Object position labeling entries:
..........
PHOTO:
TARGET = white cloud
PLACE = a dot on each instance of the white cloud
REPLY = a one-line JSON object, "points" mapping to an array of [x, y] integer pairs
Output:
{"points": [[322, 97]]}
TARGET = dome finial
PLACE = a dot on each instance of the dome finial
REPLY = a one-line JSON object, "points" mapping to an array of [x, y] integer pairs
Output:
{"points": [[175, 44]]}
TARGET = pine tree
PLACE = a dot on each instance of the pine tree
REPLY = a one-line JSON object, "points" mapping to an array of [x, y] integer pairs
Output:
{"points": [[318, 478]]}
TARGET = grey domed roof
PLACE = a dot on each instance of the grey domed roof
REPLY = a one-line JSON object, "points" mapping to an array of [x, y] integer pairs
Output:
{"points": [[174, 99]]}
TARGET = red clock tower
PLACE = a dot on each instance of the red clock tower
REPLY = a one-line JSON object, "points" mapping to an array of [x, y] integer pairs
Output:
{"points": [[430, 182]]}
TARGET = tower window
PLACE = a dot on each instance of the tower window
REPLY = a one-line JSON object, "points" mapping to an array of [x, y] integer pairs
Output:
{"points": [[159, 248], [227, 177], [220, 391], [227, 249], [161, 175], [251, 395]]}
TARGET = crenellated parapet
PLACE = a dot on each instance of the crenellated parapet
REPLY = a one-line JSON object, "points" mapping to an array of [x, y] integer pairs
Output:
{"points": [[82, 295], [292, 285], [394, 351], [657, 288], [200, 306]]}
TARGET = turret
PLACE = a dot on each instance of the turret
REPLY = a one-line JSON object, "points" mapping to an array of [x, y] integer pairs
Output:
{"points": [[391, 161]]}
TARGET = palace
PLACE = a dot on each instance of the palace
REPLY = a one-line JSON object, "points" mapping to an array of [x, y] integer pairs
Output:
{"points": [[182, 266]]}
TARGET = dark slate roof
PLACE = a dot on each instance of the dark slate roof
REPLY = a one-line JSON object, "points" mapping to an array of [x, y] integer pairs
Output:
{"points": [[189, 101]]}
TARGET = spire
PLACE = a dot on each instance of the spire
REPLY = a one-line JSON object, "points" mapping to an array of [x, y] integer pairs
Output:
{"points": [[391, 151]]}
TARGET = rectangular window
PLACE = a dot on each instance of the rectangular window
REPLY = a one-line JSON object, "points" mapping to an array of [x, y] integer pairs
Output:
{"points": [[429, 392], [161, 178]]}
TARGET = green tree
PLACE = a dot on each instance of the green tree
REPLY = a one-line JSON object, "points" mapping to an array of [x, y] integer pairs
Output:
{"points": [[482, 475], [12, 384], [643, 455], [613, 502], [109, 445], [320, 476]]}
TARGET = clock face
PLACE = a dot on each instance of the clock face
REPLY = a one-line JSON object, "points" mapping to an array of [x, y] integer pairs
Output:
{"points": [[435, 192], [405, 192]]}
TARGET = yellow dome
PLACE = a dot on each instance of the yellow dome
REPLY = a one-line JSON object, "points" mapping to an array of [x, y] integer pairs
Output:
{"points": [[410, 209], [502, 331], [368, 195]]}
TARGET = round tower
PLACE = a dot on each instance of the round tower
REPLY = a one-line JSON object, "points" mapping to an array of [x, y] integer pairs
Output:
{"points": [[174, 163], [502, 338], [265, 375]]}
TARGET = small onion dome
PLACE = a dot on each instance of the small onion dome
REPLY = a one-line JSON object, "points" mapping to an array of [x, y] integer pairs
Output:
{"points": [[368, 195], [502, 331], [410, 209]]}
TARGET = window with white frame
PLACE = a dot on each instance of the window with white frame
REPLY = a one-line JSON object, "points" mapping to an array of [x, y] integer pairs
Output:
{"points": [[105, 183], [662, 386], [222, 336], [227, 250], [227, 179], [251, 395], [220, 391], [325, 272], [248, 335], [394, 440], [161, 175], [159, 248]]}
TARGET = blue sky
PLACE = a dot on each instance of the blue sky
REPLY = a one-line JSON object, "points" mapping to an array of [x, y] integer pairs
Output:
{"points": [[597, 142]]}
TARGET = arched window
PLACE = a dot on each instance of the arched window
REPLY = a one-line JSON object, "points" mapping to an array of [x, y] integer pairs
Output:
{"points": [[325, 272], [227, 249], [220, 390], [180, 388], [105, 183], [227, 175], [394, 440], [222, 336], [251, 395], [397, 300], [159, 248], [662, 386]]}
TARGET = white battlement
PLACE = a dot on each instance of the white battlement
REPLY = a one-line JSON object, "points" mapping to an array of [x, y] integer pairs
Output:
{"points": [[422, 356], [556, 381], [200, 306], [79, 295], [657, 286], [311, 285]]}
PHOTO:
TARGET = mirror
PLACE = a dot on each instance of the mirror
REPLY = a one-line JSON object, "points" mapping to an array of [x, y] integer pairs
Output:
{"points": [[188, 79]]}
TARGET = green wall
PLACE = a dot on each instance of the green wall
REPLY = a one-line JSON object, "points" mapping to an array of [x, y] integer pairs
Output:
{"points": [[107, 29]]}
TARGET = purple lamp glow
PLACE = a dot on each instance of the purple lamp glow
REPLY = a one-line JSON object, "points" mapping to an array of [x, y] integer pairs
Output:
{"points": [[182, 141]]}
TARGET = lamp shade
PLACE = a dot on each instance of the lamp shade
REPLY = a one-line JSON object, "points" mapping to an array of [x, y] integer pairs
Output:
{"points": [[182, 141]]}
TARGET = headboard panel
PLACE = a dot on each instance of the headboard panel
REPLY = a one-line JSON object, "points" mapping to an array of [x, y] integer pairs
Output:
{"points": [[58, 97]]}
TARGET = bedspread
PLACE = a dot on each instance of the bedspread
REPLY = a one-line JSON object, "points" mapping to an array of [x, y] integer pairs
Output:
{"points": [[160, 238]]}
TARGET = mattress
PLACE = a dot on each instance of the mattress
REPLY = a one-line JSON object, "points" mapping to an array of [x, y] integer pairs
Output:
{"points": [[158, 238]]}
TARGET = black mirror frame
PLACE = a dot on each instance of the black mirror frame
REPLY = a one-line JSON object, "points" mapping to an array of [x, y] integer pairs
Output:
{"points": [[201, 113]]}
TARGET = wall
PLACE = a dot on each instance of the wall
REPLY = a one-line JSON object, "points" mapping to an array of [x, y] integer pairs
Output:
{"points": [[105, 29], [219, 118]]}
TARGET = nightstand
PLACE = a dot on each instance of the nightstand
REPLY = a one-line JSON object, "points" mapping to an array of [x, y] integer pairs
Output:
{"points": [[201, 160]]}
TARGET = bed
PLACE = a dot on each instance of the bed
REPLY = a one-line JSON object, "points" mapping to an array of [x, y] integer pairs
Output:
..........
Problem details: Repeat every row above with each line unchanged and in the same order.

Result:
PHOTO:
TARGET = white cloud
PLACE = a dot on each instance of the white cloud
REPLY = a one-line JSON object, "points" mapping to an array of [x, y] integer pairs
Output:
{"points": [[322, 97]]}
TARGET = dome finial
PLACE = a dot on each instance of the dome finial
REPLY = a one-line JSON object, "points" mapping to an array of [x, y] integer pairs
Output:
{"points": [[175, 44]]}
TARGET = pine tree
PLACE = a dot on each instance of the pine tree
REPLY = a one-line JSON object, "points" mapping to an array of [x, y] integer pairs
Output:
{"points": [[318, 478]]}
TARGET = grey domed roof
PLACE = a dot on each instance of the grey domed roof
REPLY = a one-line JSON object, "points" mapping to an array of [x, y] integer pairs
Output:
{"points": [[174, 99]]}
TARGET = red clock tower
PLACE = a dot on each instance of the red clock tower
REPLY = a one-line JSON object, "points" mapping to an array of [x, y] integer pairs
Output:
{"points": [[430, 182]]}
TARGET = tower window
PLACE = a dot on each instance of the tower window
REPLY = a one-line JSON object, "points" mapping to an array of [x, y] integer pairs
Output:
{"points": [[159, 248], [227, 177], [220, 391], [227, 249], [161, 175], [251, 395]]}
TARGET = crenellated parapet
PLACE = a dot on each instance of the crenellated parapet
REPLY = a one-line JSON object, "points" mapping to an array of [x, y] integer pairs
Output:
{"points": [[82, 295], [292, 285], [394, 351], [657, 288], [200, 306]]}
TARGET = turret
PLACE = a dot on each instance of the turret
REPLY = a one-line JSON object, "points" mapping to an array of [x, y] integer pairs
Output:
{"points": [[391, 161]]}
TARGET = palace
PLACE = a dot on each instance of the palace
REPLY = a one-line JSON object, "points" mapping to an array of [x, y] integer pairs
Output:
{"points": [[182, 266]]}
TARGET = dark slate roof
PLACE = a dot on each instance of the dark slate roof
REPLY = a one-line JSON object, "points" mapping to an array of [x, y] integer pairs
Output:
{"points": [[189, 101]]}
TARGET = spire
PLACE = a dot on each instance of the spire
REPLY = a one-line JSON object, "points" mapping to an array of [x, y] integer pairs
Output:
{"points": [[391, 151]]}
TARGET = rectangular window
PLACE = a dot on each instance of the rectangular window
REPLY = a one-line JSON object, "points" mapping to an array of [x, y] integer pairs
Output:
{"points": [[429, 392], [161, 178]]}
TARGET = green tree
PLACE = a dot on each instance of the green tree
REPLY = a one-line JSON object, "points" mapping to an array of [x, y] integer pairs
Output:
{"points": [[482, 475], [12, 384], [643, 455], [613, 502], [109, 445], [320, 476]]}
TARGET = clock face
PLACE = a dot on each instance of the clock face
REPLY = a one-line JSON object, "points" mapping to an array of [x, y] integer pairs
Output:
{"points": [[435, 192], [405, 192]]}
TARGET = yellow dome
PLACE = a dot on each instance of the yellow dome
REPLY = a one-line JSON object, "points" mapping to an array of [x, y] integer pairs
Output:
{"points": [[410, 209], [502, 331], [368, 195]]}
TARGET = round tower
PLACE = a dot on each instance of the round tower
REPLY = a one-line JSON object, "points" mapping to an array of [x, y] integer pairs
Output:
{"points": [[174, 163], [502, 338], [265, 375]]}
TARGET = small onion dome
PLACE = a dot on each instance of the small onion dome
REPLY = a one-line JSON object, "points" mapping to an array of [x, y] integer pairs
Output:
{"points": [[368, 195], [502, 331], [410, 209]]}
TARGET = window with white frame
PLACE = a dot on each instance of the window with white frame
REPLY = a one-line JSON object, "points" mapping to an array of [x, y] integer pairs
Output:
{"points": [[105, 183], [662, 386], [222, 336], [227, 250], [227, 179], [251, 395], [220, 391], [325, 272], [248, 335], [394, 440], [161, 175], [159, 248]]}
TARGET = blue sky
PLACE = a dot on each instance of the blue sky
REPLY = a one-line JSON object, "points" mapping to an array of [x, y] integer pairs
Output:
{"points": [[597, 142]]}
TARGET = arched window
PLACE = a dot on each instance of the arched window
REPLY = a one-line JSON object, "points" mapping to an array of [x, y] integer pairs
Output:
{"points": [[325, 272], [227, 249], [220, 390], [180, 388], [105, 183], [227, 175], [394, 440], [222, 336], [251, 395], [397, 300], [159, 248], [662, 386]]}
TARGET = white battlement
PLACE = a dot on each instance of the white battlement
REPLY = a one-line JSON object, "points" mapping to an array of [x, y] integer pairs
Output:
{"points": [[422, 356], [556, 381], [200, 306], [79, 295], [657, 286], [311, 285]]}
PHOTO:
TARGET = mirror
PLACE = a dot on each instance of the mirror
REPLY = a one-line JSON object, "points" mapping to an array of [x, y] integer pairs
Output:
{"points": [[188, 79]]}
TARGET = green wall
PLACE = a dot on each instance of the green wall
REPLY = a one-line JSON object, "points" mapping to an array of [x, y] integer pairs
Output:
{"points": [[107, 29]]}
TARGET = purple lamp glow
PLACE = a dot on each instance of the purple lamp glow
REPLY = a one-line JSON object, "points" mapping to an array of [x, y] integer pairs
Output:
{"points": [[182, 141]]}
TARGET = lamp shade
PLACE = a dot on each instance of the lamp shade
REPLY = a one-line JSON object, "points" mapping to an array of [x, y] integer pairs
Output:
{"points": [[182, 141]]}
TARGET = headboard panel
PLACE = a dot on each instance of the headboard panel
REPLY = a one-line JSON object, "points" mapping to an array of [x, y] integer pairs
Output:
{"points": [[58, 97]]}
TARGET = bedspread
PLACE = a dot on each instance of the bedspread
REPLY = a one-line JSON object, "points" mapping to an array of [x, y] integer pairs
Output:
{"points": [[160, 238]]}
TARGET = mattress
PLACE = a dot on each instance of the mattress
REPLY = a one-line JSON object, "points" mapping to an array of [x, y] integer pairs
Output:
{"points": [[158, 238]]}
TARGET = black mirror frame
PLACE = a dot on each instance of the black mirror frame
REPLY = a one-line JSON object, "points" mapping to an array of [x, y] integer pairs
Output:
{"points": [[201, 113]]}
TARGET = wall
PLACE = a dot on each instance of the wall
REPLY = a one-line JSON object, "points" mapping to an array of [x, y] integer pairs
Output:
{"points": [[105, 29], [219, 118]]}
TARGET = nightstand
PLACE = a dot on each instance of the nightstand
REPLY = a one-line JSON object, "points" mapping to an array of [x, y] integer pairs
Output:
{"points": [[201, 160]]}
TARGET = bed
PLACE = a dot on each instance of the bed
REPLY = a one-line JSON object, "points" mapping to an array of [x, y] integer pairs
Output:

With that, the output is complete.